##### ITEMS

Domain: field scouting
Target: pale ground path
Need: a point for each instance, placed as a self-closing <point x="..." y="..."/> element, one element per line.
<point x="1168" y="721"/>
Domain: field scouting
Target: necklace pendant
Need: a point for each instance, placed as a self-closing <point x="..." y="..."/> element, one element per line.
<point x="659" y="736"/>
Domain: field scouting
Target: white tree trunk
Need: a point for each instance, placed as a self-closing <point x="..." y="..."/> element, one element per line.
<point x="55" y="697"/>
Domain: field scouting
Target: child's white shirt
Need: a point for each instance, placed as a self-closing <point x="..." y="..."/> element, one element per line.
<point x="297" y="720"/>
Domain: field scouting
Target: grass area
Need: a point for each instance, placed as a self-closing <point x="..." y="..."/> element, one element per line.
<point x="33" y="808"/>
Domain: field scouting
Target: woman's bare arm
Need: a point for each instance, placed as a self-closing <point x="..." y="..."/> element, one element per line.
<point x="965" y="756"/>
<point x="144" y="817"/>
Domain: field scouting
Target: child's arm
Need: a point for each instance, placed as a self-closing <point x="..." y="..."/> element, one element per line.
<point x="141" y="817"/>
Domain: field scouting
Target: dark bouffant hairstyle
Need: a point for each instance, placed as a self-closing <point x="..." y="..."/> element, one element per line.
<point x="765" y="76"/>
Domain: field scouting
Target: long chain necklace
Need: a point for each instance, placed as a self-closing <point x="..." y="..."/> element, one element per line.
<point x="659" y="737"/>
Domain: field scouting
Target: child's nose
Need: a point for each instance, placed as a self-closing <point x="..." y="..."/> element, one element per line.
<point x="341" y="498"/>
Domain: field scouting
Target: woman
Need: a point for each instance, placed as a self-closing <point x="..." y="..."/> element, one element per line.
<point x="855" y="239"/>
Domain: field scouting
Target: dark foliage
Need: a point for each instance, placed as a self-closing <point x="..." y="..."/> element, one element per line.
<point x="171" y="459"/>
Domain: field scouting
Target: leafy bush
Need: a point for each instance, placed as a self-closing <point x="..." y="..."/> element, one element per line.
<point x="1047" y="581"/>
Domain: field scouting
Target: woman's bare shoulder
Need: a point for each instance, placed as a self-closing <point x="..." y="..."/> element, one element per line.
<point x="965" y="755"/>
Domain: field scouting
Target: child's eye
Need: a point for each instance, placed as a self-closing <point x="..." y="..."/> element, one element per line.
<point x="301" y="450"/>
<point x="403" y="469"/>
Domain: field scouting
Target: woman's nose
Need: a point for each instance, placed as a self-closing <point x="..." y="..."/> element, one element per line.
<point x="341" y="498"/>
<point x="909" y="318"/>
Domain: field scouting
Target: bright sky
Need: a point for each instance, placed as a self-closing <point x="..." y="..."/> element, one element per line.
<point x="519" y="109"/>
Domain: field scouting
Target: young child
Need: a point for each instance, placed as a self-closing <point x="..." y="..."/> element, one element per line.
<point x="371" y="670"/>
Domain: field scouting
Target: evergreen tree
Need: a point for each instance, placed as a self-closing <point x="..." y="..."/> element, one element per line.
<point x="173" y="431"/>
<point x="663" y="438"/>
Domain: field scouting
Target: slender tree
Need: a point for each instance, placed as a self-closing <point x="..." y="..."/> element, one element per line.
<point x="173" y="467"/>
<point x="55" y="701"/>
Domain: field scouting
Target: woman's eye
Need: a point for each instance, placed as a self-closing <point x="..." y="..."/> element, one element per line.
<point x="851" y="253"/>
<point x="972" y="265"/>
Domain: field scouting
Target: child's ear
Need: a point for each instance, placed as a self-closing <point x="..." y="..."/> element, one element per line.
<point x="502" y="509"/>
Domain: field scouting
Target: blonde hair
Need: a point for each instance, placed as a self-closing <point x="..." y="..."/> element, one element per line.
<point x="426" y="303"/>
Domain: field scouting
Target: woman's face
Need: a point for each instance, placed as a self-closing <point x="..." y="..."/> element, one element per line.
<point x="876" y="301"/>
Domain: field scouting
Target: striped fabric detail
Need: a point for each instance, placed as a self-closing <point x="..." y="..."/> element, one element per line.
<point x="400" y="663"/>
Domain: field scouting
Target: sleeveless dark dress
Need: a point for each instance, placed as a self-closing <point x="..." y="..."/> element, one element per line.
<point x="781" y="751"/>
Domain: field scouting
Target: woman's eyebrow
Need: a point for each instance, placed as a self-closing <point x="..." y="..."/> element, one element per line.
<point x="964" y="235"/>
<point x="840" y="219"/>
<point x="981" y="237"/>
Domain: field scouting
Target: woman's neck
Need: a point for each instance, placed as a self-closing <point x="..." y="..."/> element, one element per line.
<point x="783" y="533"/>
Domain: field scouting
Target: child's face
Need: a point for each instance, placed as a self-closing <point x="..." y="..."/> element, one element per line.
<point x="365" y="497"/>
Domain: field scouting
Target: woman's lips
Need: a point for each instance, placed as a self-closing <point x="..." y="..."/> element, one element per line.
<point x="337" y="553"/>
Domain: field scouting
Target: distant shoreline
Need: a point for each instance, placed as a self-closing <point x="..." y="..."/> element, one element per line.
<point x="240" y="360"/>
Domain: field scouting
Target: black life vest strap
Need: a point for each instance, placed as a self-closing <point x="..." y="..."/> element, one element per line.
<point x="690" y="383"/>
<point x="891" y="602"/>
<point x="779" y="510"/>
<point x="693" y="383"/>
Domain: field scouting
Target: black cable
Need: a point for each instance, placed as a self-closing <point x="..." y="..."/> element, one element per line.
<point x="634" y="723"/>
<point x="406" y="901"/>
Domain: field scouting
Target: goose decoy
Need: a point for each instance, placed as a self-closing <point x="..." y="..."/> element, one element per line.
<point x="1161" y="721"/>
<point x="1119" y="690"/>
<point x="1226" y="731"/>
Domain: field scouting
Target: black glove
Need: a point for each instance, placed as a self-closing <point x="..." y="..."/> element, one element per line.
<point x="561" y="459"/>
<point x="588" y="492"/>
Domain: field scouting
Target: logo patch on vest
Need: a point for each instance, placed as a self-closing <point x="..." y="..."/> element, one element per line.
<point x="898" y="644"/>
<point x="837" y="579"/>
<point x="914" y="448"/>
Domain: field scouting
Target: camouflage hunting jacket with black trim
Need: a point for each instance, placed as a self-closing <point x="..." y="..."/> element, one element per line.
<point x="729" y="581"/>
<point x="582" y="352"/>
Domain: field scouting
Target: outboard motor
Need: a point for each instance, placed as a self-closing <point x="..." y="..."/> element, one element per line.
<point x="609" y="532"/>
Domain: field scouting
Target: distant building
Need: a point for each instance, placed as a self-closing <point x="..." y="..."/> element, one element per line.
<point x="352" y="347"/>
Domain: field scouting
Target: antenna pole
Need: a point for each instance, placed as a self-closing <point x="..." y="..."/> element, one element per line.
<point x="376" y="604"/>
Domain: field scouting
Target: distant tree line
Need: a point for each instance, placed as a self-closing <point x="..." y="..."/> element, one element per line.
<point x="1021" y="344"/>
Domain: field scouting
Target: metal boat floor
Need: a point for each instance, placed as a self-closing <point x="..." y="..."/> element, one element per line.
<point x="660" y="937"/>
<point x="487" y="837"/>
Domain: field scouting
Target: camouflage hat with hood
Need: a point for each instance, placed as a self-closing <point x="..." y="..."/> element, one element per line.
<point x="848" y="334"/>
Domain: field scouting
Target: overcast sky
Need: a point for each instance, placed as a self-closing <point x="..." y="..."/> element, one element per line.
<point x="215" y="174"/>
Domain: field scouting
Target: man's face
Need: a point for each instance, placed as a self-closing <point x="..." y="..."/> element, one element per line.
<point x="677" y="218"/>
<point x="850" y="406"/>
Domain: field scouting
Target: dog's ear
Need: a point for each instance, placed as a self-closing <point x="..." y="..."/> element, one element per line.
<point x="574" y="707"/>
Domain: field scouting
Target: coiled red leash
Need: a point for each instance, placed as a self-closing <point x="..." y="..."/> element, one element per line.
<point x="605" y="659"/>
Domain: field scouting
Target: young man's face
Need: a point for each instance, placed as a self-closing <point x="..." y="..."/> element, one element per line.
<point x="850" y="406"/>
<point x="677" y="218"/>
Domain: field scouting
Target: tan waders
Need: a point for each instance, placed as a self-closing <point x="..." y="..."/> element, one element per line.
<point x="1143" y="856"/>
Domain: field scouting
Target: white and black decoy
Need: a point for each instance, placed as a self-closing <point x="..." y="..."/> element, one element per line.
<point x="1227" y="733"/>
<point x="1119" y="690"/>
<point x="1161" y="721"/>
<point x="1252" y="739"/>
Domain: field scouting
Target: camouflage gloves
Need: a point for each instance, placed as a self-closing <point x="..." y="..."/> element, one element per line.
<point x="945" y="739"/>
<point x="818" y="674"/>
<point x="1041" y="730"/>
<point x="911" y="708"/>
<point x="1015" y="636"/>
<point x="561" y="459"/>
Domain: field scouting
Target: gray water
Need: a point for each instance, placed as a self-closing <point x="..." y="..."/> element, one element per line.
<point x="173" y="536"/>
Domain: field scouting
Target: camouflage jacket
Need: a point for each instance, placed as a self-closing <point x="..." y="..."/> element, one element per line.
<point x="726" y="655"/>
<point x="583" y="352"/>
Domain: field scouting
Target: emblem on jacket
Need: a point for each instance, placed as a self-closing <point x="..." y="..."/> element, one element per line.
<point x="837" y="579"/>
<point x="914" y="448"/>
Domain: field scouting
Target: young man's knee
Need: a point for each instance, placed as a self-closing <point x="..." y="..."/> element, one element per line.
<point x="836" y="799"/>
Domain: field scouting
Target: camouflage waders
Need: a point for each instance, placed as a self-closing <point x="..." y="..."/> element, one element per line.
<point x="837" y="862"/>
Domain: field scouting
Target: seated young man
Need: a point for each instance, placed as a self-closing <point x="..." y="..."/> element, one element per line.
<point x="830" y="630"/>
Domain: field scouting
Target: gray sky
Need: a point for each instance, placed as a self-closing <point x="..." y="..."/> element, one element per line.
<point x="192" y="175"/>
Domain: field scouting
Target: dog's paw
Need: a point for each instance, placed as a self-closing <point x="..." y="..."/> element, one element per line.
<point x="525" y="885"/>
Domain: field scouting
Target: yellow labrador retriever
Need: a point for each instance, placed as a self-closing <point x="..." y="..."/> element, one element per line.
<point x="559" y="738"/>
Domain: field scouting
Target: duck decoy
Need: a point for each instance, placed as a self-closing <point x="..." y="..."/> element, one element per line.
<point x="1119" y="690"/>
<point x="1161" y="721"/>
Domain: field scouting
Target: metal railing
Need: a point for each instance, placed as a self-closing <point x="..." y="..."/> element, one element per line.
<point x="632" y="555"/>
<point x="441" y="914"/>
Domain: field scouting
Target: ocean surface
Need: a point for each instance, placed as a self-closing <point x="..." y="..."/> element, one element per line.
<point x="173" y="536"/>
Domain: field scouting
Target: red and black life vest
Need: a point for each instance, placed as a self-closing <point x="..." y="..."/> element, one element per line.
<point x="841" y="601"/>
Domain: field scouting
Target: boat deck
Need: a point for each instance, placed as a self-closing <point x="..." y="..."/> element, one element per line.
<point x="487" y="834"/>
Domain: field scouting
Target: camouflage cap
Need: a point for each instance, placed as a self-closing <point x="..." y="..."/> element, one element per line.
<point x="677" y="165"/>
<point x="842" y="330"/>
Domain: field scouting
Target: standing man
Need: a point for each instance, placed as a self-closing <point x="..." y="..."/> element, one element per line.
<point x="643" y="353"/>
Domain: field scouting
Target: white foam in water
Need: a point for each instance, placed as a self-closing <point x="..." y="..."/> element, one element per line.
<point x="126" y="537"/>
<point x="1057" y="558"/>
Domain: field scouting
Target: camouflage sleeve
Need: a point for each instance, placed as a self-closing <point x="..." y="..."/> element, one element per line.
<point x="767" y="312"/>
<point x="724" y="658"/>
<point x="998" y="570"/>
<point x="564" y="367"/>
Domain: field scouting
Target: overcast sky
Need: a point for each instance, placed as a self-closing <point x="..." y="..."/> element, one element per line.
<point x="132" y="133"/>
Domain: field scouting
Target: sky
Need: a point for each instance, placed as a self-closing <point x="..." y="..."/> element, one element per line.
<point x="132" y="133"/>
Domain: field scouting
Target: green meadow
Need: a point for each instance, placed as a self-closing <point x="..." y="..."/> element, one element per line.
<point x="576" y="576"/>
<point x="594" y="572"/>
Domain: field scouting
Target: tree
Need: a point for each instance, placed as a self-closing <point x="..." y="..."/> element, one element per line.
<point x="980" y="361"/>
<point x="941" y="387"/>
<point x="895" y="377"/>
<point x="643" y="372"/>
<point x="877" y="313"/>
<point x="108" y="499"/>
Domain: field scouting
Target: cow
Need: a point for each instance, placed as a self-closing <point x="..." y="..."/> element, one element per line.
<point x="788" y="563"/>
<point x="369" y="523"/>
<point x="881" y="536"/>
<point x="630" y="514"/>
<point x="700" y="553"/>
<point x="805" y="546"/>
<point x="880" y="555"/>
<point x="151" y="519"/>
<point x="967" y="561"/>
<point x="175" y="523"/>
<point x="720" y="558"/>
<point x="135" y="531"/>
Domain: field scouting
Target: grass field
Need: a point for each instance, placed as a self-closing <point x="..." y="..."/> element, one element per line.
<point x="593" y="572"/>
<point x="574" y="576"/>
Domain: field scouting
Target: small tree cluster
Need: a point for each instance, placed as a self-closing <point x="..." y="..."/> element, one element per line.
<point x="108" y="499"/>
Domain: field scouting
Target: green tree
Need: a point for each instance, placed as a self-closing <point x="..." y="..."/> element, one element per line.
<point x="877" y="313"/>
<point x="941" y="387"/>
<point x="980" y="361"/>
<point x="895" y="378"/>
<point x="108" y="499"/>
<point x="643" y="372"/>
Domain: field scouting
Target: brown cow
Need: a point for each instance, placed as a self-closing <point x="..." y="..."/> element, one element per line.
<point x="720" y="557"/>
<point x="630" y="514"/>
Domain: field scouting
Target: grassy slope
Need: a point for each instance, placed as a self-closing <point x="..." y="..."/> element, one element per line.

##########

THE PROBLEM: Pick out every line in the material above that contains the string "necklace", and copy each of those lines; case counts.

FINAL RESULT:
Target: necklace pendant
Target: long chain necklace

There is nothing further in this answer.